§ **The exercise**
Copy the rows from the one containing "[locate] ceiling fan light" through the end of the rows, substituting "cupboard" for every "cabinet" and changing nothing else. Omit the pictures from your answer.
— start of Information provided —
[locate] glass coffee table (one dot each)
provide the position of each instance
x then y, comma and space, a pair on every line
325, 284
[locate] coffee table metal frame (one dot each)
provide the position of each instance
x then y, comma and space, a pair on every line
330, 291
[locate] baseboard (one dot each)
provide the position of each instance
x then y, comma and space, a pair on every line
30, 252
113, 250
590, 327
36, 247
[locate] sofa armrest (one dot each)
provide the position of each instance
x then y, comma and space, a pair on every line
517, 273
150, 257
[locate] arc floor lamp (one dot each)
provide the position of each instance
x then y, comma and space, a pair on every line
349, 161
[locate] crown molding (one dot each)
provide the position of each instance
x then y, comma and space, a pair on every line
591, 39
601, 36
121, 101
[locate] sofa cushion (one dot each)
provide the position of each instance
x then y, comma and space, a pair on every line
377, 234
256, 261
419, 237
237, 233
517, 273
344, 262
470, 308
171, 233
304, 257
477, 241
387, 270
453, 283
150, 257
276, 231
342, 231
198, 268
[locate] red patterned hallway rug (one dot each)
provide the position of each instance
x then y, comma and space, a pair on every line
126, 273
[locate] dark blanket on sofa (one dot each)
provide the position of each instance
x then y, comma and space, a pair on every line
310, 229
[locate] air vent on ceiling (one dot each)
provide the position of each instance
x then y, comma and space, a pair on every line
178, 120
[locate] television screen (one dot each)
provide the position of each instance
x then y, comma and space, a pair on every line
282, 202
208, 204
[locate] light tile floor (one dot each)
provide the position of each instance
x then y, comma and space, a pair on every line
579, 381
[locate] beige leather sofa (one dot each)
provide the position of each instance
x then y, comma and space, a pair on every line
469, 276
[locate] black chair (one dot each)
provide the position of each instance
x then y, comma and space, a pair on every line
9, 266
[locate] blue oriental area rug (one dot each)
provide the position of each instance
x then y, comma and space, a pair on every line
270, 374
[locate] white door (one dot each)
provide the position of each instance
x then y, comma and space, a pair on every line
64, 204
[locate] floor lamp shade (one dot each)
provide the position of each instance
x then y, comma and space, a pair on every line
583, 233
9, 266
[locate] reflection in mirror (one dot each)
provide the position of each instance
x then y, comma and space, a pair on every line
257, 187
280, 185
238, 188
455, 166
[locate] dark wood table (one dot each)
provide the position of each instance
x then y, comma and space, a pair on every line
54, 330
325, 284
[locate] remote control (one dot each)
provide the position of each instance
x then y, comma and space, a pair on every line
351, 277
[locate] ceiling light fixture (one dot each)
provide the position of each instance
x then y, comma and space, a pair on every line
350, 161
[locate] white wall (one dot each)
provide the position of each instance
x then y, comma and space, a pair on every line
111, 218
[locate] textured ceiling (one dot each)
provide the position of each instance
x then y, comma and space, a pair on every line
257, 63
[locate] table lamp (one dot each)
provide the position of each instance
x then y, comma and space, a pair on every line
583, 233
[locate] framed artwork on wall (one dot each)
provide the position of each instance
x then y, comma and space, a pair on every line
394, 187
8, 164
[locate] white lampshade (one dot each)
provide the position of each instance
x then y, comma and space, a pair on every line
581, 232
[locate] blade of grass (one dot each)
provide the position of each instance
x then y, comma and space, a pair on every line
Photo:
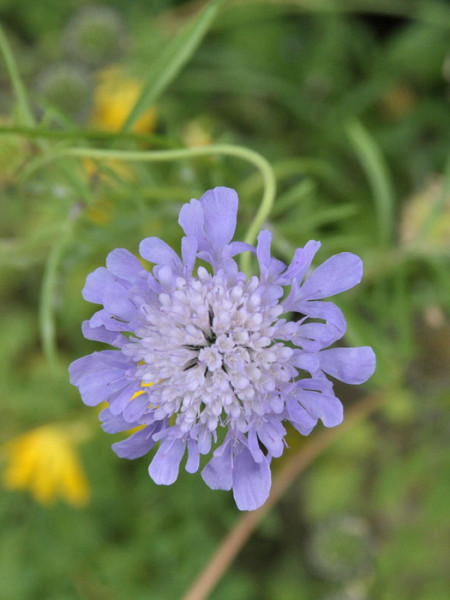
23, 106
375, 168
49, 283
171, 61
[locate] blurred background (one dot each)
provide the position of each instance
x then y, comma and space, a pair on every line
349, 101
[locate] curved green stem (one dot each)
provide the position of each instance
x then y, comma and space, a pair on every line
250, 156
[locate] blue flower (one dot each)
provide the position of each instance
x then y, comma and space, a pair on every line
218, 350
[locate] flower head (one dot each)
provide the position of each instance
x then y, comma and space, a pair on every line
227, 365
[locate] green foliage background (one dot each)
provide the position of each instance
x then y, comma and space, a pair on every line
349, 101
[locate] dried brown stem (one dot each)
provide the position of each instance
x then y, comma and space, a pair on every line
247, 523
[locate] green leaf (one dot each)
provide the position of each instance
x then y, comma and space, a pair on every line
172, 60
374, 165
25, 113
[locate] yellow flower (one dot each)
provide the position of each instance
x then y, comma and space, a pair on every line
114, 98
45, 461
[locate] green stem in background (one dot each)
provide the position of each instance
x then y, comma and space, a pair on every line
87, 134
374, 165
25, 113
250, 156
291, 469
48, 287
438, 207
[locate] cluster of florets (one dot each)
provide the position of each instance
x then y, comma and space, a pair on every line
205, 351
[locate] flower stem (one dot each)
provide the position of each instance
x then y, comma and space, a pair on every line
248, 522
247, 154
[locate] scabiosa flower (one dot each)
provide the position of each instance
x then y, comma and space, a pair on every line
227, 366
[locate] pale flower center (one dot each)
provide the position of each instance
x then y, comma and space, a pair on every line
210, 346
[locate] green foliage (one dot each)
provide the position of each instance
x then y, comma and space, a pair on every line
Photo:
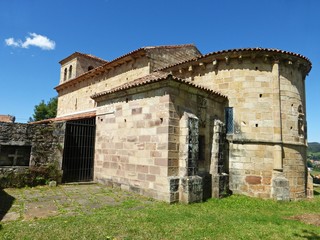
45, 110
32, 176
235, 217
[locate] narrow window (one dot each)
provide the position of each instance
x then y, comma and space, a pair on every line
90, 68
65, 74
202, 151
70, 72
229, 120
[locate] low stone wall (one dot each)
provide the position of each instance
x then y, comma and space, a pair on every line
25, 145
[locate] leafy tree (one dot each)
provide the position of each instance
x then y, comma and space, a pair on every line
45, 110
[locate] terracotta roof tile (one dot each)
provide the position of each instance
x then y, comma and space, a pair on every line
68, 118
238, 50
116, 61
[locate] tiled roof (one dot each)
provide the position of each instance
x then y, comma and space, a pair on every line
153, 78
6, 118
117, 61
68, 118
239, 50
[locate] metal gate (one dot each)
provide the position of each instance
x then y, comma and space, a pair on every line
78, 153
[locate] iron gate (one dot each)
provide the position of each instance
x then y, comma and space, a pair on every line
78, 153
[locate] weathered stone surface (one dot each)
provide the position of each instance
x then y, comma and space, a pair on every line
253, 179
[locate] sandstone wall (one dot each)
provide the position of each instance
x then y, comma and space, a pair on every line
267, 96
141, 140
46, 141
76, 98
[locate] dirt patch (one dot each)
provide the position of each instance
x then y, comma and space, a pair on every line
313, 219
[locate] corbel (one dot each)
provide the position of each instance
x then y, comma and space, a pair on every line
227, 59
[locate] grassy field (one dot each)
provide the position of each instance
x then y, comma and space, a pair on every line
235, 217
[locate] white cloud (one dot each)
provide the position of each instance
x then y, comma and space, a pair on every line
11, 42
35, 40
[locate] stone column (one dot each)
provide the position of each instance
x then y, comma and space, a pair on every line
277, 132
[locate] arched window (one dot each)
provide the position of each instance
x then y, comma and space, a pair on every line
301, 127
65, 74
70, 71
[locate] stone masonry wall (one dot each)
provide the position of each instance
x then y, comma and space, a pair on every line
46, 140
132, 143
138, 140
76, 98
268, 99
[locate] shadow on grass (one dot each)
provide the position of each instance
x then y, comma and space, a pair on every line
308, 235
6, 202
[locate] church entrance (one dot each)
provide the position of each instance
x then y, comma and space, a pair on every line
78, 156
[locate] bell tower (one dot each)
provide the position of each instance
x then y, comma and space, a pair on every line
77, 64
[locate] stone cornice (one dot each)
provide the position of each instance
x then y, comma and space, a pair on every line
254, 54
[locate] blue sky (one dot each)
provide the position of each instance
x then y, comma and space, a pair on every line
36, 34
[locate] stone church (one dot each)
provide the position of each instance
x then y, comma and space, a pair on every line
177, 125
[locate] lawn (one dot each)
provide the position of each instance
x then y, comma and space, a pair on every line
234, 217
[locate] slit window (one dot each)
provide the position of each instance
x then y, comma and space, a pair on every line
70, 72
229, 120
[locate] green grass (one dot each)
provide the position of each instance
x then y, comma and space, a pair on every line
315, 172
235, 217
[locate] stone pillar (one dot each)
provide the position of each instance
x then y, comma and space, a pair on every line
309, 185
277, 132
191, 188
219, 178
280, 190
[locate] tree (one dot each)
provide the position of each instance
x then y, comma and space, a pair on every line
45, 110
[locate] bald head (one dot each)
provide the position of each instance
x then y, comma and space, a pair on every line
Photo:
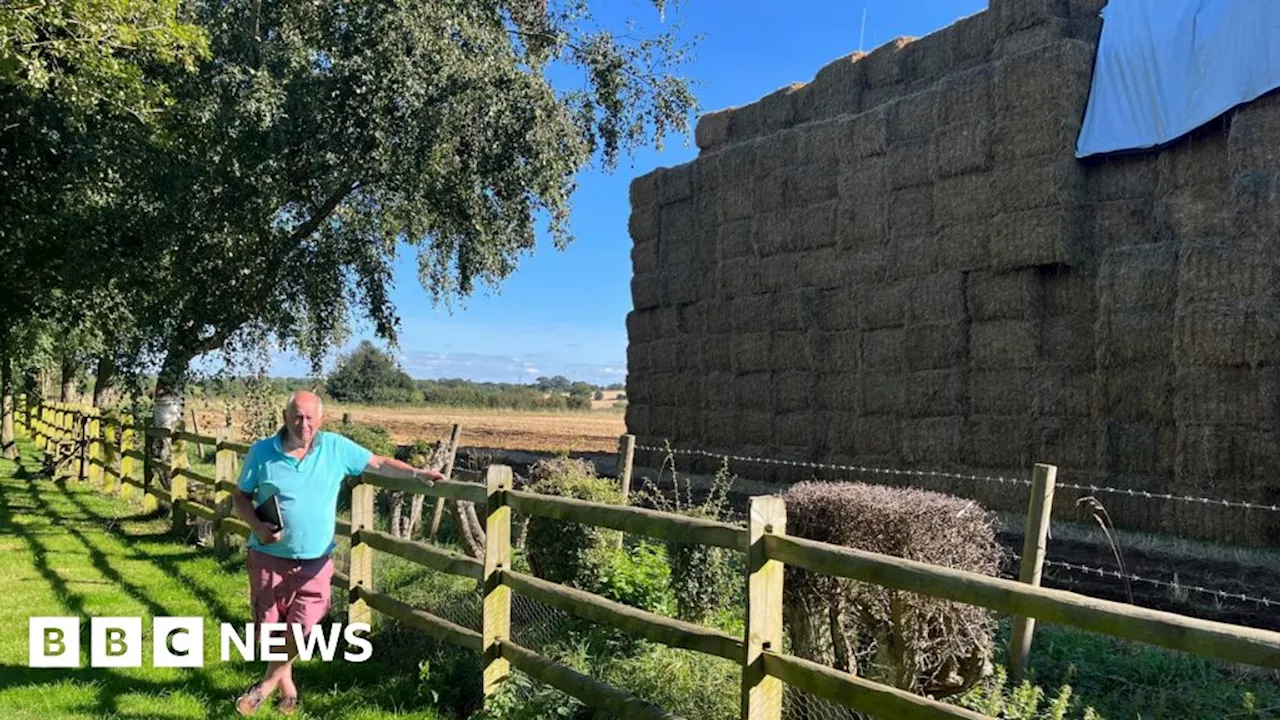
304, 413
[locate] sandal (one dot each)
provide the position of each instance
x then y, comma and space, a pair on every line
250, 700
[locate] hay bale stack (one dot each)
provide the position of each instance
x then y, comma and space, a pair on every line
905, 639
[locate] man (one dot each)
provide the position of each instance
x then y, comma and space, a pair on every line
289, 570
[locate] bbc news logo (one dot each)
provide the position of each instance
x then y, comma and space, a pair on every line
179, 642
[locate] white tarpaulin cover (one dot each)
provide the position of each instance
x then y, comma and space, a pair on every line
1166, 67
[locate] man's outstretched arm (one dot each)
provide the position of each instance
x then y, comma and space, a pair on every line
392, 468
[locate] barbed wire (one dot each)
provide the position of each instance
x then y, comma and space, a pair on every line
835, 466
1130, 492
1171, 586
1023, 482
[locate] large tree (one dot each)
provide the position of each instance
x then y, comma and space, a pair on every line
320, 139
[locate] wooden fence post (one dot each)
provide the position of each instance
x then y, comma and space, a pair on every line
762, 695
496, 610
438, 511
626, 456
94, 445
361, 573
178, 490
1033, 561
128, 440
224, 472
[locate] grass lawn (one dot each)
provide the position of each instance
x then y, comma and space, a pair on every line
71, 551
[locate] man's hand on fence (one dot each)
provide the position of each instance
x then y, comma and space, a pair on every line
266, 534
429, 477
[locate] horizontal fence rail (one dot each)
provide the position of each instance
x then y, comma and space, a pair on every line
1166, 629
68, 437
635, 520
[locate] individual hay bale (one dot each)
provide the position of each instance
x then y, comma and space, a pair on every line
910, 213
745, 122
1138, 449
1255, 137
910, 163
754, 428
1210, 333
752, 352
882, 391
636, 413
839, 391
931, 441
927, 58
839, 309
1121, 177
837, 87
645, 291
882, 67
1029, 185
932, 393
1047, 236
973, 39
1214, 395
675, 183
717, 352
778, 109
1013, 16
963, 199
1120, 223
1065, 442
1193, 214
736, 195
1001, 392
810, 185
999, 443
712, 130
883, 305
1256, 206
963, 147
937, 299
839, 351
864, 135
795, 429
1138, 277
568, 552
912, 256
814, 226
735, 278
964, 245
1061, 391
913, 117
791, 351
1033, 39
1197, 159
1069, 338
1002, 343
876, 441
935, 346
965, 98
644, 190
905, 639
1002, 295
1137, 392
1050, 81
883, 349
750, 313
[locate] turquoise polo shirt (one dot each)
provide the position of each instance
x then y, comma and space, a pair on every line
307, 490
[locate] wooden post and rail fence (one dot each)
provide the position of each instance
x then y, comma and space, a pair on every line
109, 443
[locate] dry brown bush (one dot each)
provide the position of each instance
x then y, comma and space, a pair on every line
905, 639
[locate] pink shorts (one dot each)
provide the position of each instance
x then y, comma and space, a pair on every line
288, 591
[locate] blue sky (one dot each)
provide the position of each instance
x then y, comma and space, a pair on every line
565, 311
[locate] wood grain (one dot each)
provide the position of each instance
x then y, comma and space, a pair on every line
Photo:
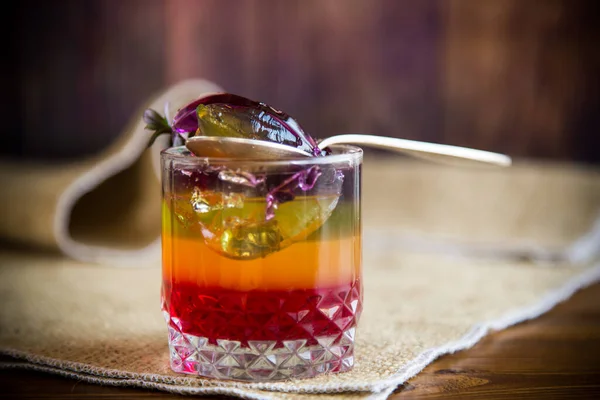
505, 75
555, 356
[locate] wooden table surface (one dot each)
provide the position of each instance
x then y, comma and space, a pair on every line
556, 356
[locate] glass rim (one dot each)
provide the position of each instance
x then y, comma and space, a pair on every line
345, 153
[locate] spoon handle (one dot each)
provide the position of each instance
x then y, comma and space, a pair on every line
430, 151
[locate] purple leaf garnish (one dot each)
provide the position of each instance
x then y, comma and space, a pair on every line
304, 180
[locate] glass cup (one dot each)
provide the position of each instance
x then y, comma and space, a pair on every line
261, 264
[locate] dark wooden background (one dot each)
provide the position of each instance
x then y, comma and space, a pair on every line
516, 76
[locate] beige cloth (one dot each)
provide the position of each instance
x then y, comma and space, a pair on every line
105, 209
66, 315
104, 324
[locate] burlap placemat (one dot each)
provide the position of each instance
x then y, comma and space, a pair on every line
104, 325
544, 212
103, 209
71, 316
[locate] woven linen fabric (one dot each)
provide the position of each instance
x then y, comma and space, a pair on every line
104, 324
104, 208
449, 254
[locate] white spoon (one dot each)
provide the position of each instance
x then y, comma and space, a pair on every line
230, 147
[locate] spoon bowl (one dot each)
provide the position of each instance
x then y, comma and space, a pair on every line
230, 147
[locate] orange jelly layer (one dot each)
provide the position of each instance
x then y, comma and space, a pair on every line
303, 265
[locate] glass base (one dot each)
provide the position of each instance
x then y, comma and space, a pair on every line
260, 360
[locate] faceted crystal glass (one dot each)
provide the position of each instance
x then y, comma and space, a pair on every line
261, 264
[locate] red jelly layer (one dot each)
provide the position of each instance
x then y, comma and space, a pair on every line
217, 313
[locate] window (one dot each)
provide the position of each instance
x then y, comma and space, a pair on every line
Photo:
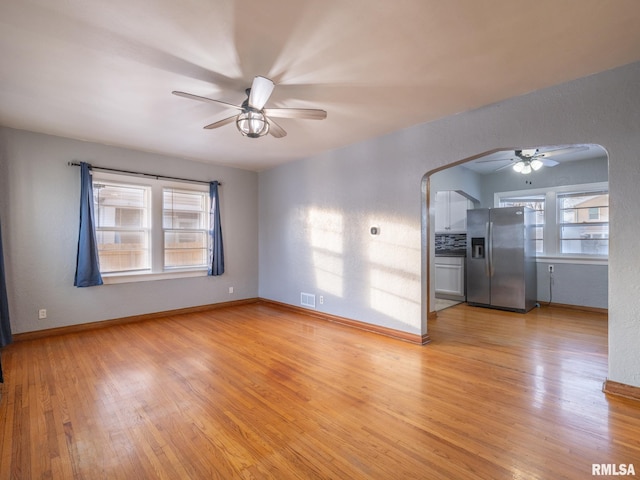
122, 226
152, 228
185, 225
570, 220
584, 223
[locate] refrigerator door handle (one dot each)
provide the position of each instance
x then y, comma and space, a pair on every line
487, 260
490, 249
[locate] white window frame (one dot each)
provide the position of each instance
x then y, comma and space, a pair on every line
156, 188
551, 236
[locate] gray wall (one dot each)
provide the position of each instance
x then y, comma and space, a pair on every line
39, 209
380, 279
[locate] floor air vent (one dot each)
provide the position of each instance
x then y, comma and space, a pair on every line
308, 300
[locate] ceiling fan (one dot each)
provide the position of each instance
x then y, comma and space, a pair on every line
531, 159
254, 120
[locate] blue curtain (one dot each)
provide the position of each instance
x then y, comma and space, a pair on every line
87, 262
5, 326
216, 254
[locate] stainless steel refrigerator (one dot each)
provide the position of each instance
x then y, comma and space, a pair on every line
501, 263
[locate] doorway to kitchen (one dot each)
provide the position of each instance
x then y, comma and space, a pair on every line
569, 190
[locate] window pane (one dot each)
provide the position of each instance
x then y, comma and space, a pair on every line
585, 228
122, 250
185, 221
183, 209
120, 206
585, 247
184, 249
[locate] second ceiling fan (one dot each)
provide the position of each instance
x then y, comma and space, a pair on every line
253, 119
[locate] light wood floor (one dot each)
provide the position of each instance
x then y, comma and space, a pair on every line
258, 392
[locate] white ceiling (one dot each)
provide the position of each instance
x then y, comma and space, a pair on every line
104, 70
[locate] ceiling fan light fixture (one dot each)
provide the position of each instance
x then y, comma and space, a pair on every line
252, 124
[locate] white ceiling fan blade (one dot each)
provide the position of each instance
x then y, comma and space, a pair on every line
306, 113
261, 90
510, 164
547, 162
276, 130
221, 123
205, 99
562, 151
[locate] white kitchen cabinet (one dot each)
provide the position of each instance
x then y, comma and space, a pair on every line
451, 212
450, 277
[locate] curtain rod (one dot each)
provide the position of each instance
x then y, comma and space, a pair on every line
117, 170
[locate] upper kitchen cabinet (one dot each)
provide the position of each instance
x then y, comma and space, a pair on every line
451, 212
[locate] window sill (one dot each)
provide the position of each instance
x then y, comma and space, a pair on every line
116, 278
573, 259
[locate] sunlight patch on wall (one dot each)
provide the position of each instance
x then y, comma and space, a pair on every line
326, 237
394, 275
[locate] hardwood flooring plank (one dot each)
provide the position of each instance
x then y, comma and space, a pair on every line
256, 391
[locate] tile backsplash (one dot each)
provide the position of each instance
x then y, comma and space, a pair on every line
451, 243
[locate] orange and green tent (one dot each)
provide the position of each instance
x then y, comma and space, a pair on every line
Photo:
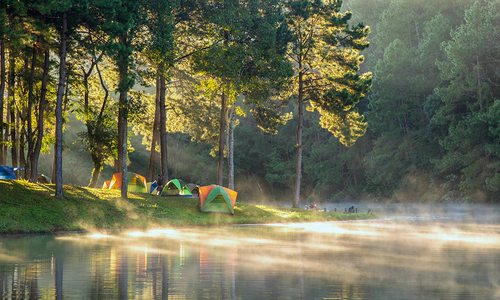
— end of Information provided —
§ **Complete answer**
[locate] ceiling fan light fixture (one dot each)
provide the position of each instance
x then y, comma and space, a pair on every line
252, 124
[locate] white ceiling fan blade (one dot each)
provide the position of each instance
x then y, comma and space, a pair on every line
306, 113
261, 90
510, 164
547, 162
276, 130
221, 123
205, 99
562, 151
[locate] white kitchen cupboard (one dot each)
provide the position of each instance
x then y, comma and space, a pair on every line
451, 212
450, 277
[locate] curtain rod (one dot each)
provide the position of each instance
x then y, comma and space, a pair on every line
117, 170
[locate] upper kitchen cupboard (one dot each)
provide the position of each instance
x then y, comma and space, a pair on every line
451, 212
[locate] window sill (one dot each)
provide the position of each instance
x then y, comma and space, a pair on every line
116, 278
573, 259
[locate] sunlight patch on wall (one dot each)
provide the position of each instance
x then y, comma and space, a pair on every line
326, 237
394, 275
[locate] hardwood flooring plank (one dot each)
provide the position of each instance
x then y, comma and space, a pair on every line
256, 391
[locate] tile backsplash (one dot each)
provide the position of each instance
x then y, comma and space, a pair on every line
451, 243
[locate] orange and green tent (one dot each)
provide the position of each instance
x then y, comma and space, a pair on every line
Photo:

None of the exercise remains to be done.